Huyen encouraged DEVYN to be as “unapologetically herself and as authentic” as possible, and DEVYN quckly wrote her first song for this new era, a track called “WHO”. That song became part of an EP, which she wrote herself, titled the same name. This EP explored the nuanced, complicated sides of DEVYN. “Far gone in the deep end,” she sings on “Too Comfortable”. “I know I need to end it, but we’ve lost all of our senses.”
This time, DEVYN didn’t have to be a heroine or the perfect girl. She could simply be herself: a hopeless romantic, a woman dealing with the complicated feelings of love and finally, the messy freedom of growing into her own person.
DEVYN wrote in an Instagram post to announce the song, “[This is] one of my most intimate songs. Wrote about self discovery, acceptance of change, and most importantly embracing WHO I was, WHO I am, and WHO I will be.”
“I’m gonna love that song forever because it represents so much,” she said. She looks back on the time as a period “when I was realizing and embracing who I was and who I’m gonna be.”
“WHO” welcomed a new era in DEVYN’s career. She began to take ownership of her art, and embraced the complicated pieces of her past. Today, she wants other young women to know their worth and purpose. “I am such a strong advocate of being your unapologetic self and embracing all sides of who you are,” she said. “You may not like all of you, but there is beauty in the imperfections. It’s what separates you from everyone else.”
DEVYN and Huyen have a powerful ability to manifest goals for themselves.
Every year, the women write goals for themselves and in 2020, GEMINI, a burgeoning K-indie singer, was on their list of artists they wanted to work with.
“I resonated with GEMINI’s music so much and I thought, ‘I’d love to open for him one day,’” DEVYN remembered.
“You have to open for Gemini. We will open for him someday.” Huyen encouraged her friend.
Three years later, GEMINI announced the STILL BLUE tour, his first North American tour. When Huyen heard that he didn’t have an opener for his show in Seattle, she pitched DEVYN to fill the slot “without hesitation,” she cracked.
“Natalie immediately pitched me knowing that I’ve never performed a show,” DEVYN said and with excitement, she was accepted as the opener. “And I started rehearsing for it.”
The show was both a homecoming and an affirmation that the three years of collaborative work is paying off. “As soon as I hit the stage, it confirmed everything that I’ve felt,” DEVYN said. “My whole family was there. My best friends were there. It was where I grew up. It was a full circle moment.”
In the weeks following the concert, DEVYN has been working on more music. This work builds on the lush, sophisticated songs she’s already released. “U”, a dreamy slow-burn of a song released in February, is remarkably self-assured for an artist who is still independent. She has another single called “Moon” dropping in June, which she describes as one of her most personal. She also has just released merch, which sold out at the show.
“I like to have a creative hand in everything I do,” she added. And she’s continuing to push her art: Shapeshifting into new looks, perfecting new styles of music, by reaching further into her identity to portray a woman who only answers to herself.
Huyen’s question launched DEVYN into the career she has now, but I wondered how she views herself today, three years after that pivotal question?
She paused, when I asked her this and held my gaze for a moment. “I see myself as a multi-faceted artist. I have so many interests in the creative and artistic field besides just making music and performing,” she said carefully. “I see myself selling out shows. I want to see myself on the big screens. I want to connect deeply with my fans and the support I have.”
But then she said perhaps the most important part, the piece that drives DEVYN to continue this work. “I just want to do what I love and am so passionate about,” she said, “to connect, create, and reach a deep level of vulnerability and authenticity.”

> **Task details**: Please list every song title mentioned in the text about DEVYN, in the order they appear.

[Source records]
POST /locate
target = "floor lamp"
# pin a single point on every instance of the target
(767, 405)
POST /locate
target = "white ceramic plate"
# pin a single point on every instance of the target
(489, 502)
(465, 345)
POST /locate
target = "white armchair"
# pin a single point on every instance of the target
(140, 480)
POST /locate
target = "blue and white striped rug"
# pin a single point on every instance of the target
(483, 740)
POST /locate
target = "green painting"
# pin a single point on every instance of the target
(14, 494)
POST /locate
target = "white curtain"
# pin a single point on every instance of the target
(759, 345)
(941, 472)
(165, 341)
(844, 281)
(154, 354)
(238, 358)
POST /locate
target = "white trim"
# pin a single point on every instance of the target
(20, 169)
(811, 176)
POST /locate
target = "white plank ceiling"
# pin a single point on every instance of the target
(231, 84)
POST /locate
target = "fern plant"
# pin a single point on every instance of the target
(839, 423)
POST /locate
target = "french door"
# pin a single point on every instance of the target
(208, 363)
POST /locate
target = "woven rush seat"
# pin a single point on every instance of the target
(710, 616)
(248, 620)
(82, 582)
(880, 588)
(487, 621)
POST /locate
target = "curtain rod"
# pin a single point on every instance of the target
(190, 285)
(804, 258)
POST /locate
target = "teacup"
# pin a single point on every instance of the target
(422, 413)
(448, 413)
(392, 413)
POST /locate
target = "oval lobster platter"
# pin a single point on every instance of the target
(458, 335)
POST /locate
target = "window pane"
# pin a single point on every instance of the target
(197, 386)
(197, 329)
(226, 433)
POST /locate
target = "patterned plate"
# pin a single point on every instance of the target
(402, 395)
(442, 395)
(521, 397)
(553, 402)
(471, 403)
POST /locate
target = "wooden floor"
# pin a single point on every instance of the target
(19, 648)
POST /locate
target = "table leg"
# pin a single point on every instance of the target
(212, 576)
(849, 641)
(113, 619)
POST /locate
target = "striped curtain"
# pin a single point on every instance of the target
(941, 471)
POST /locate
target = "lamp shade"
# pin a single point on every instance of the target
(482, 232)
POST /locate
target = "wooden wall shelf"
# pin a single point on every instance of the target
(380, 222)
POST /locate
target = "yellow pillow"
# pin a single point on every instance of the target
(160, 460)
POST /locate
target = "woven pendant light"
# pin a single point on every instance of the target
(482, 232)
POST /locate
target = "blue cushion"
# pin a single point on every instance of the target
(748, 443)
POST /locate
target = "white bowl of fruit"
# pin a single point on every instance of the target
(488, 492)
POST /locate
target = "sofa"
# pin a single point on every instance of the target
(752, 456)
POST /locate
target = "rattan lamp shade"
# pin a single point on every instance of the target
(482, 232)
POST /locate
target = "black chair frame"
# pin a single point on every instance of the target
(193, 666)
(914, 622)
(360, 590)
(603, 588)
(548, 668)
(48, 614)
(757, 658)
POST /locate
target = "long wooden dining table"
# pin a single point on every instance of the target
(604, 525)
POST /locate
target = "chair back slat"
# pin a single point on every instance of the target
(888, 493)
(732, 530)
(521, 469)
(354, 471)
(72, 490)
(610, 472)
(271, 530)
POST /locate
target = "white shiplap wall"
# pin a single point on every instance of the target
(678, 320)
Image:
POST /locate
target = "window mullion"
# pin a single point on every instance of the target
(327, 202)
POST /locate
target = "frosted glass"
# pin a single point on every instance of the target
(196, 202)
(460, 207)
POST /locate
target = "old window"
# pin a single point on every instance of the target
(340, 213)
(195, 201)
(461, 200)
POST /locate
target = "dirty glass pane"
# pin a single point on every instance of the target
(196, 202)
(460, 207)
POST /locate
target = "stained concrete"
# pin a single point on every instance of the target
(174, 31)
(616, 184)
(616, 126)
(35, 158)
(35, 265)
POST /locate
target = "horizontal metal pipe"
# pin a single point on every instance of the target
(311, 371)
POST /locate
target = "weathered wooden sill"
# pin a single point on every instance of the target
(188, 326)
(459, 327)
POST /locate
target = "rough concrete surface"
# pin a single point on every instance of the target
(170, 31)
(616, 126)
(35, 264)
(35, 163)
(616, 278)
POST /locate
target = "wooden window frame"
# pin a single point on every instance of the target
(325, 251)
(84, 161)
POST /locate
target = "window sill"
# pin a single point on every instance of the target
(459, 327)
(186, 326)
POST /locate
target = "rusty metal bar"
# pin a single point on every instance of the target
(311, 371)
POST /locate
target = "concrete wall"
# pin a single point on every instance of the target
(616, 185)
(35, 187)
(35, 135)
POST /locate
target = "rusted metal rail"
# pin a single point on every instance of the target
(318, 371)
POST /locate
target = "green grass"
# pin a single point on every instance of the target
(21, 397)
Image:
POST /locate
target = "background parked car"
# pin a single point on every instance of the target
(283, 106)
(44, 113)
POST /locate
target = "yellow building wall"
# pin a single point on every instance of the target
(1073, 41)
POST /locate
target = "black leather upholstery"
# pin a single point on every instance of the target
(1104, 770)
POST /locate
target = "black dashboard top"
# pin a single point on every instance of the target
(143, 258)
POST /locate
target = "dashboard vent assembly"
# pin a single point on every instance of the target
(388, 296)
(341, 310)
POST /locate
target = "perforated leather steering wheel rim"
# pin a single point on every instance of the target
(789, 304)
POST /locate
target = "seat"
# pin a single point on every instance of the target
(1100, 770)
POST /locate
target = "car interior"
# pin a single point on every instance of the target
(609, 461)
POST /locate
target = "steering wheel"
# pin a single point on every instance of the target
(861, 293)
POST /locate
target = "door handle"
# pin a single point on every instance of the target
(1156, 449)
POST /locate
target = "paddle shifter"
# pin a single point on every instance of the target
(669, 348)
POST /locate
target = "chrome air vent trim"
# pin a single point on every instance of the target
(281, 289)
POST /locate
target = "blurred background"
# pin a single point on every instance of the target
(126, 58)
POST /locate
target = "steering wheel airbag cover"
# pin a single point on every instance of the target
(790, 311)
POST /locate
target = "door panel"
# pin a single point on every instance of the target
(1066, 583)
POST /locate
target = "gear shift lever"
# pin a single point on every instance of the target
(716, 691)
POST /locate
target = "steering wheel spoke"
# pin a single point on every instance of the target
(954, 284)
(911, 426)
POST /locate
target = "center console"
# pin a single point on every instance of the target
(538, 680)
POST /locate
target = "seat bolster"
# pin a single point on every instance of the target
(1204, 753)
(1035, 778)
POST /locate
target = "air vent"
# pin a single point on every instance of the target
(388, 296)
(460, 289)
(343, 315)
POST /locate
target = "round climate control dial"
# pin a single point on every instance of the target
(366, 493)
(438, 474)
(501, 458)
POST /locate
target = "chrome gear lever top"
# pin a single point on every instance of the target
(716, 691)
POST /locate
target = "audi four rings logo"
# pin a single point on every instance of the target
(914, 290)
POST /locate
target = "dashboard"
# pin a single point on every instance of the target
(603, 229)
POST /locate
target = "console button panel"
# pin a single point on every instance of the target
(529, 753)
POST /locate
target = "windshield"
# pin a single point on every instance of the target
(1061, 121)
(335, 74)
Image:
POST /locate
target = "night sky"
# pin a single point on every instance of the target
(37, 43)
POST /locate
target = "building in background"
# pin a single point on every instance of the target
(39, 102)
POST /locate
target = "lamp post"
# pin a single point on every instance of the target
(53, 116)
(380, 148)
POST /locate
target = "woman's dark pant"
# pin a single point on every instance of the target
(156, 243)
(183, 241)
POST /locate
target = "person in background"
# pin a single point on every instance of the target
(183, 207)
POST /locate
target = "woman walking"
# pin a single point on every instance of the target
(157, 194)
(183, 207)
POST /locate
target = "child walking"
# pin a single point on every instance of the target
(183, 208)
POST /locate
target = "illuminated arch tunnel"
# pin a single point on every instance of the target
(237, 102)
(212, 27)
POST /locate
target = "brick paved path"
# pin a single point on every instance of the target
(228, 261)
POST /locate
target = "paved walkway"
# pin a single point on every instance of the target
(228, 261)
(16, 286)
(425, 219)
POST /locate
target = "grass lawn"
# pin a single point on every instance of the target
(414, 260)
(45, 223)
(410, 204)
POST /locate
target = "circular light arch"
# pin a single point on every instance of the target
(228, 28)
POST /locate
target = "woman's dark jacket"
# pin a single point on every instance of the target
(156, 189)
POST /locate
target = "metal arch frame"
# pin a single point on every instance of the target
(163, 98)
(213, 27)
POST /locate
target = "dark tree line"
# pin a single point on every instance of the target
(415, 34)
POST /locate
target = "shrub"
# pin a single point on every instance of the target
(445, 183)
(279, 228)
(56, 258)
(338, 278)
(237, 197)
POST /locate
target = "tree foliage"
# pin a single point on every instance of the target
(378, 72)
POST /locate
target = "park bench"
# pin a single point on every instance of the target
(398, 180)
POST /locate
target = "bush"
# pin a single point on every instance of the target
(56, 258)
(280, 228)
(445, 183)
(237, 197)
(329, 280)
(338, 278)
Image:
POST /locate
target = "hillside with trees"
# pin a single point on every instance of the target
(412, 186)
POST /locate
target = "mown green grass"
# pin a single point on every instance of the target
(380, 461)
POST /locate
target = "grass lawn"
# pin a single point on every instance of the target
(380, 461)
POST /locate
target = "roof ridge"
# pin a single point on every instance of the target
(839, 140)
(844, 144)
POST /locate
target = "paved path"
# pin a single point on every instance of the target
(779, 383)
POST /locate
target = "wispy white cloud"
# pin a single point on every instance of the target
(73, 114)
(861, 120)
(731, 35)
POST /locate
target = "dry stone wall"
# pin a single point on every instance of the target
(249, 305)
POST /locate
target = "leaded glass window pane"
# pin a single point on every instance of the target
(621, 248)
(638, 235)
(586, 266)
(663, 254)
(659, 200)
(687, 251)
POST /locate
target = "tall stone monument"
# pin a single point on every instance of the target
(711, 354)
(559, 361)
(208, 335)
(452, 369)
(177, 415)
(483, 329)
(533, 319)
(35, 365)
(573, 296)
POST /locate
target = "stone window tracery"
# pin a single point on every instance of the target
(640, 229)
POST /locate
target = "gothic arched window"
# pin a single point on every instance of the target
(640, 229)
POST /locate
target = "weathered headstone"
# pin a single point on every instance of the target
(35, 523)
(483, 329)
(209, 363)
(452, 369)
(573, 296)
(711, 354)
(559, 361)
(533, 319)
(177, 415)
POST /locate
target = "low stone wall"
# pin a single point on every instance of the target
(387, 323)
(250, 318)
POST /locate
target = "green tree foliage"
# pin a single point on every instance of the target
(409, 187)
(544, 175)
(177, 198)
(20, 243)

> **Result of this task**:
"WHO"
"Too Comfortable"
"U"
"Moon"